# DESCRIPTION OF THE TASK:
Look through the material below and show every line with the word "strap".

# MATERIAL FOR THE TASK:

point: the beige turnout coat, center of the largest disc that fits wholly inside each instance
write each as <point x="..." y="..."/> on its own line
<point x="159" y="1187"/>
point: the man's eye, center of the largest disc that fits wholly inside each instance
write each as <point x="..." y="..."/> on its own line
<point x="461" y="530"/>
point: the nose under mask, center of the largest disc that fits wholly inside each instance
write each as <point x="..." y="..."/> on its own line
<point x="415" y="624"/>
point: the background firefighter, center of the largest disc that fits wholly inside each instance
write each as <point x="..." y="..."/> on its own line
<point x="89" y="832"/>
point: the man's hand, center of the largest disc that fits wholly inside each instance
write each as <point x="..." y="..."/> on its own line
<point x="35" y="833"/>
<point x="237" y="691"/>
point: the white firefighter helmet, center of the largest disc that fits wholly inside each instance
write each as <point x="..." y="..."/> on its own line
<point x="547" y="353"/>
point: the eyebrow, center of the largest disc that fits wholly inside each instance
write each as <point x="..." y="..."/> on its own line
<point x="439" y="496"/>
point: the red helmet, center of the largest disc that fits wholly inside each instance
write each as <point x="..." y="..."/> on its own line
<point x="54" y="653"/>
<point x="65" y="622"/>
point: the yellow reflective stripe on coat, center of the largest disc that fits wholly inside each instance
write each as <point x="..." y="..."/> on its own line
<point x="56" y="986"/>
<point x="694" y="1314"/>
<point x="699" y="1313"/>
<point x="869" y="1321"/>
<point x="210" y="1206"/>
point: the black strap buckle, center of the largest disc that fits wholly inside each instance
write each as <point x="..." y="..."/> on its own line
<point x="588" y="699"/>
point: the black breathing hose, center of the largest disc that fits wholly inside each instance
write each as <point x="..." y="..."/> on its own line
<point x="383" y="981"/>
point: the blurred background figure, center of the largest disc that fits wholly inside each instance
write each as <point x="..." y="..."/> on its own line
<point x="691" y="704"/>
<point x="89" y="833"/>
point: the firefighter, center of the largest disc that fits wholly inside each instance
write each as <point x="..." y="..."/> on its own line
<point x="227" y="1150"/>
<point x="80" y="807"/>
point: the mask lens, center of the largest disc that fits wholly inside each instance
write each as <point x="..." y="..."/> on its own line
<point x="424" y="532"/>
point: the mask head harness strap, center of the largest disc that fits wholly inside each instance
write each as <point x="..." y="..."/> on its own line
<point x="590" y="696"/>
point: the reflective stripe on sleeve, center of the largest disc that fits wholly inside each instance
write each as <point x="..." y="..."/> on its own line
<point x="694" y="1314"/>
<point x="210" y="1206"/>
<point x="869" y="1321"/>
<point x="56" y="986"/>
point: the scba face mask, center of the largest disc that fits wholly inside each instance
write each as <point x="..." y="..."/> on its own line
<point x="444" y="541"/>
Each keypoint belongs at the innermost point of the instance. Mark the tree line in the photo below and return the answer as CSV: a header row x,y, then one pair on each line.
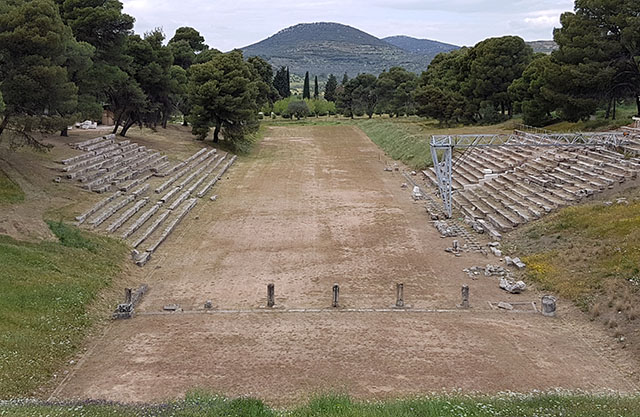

# EXERCISE ANSWER:
point: the black strap buckle, center of the largest disc that fits wholly inside each instance
point: the mask head harness strap, center of the largest disc that fits wholly inside each instance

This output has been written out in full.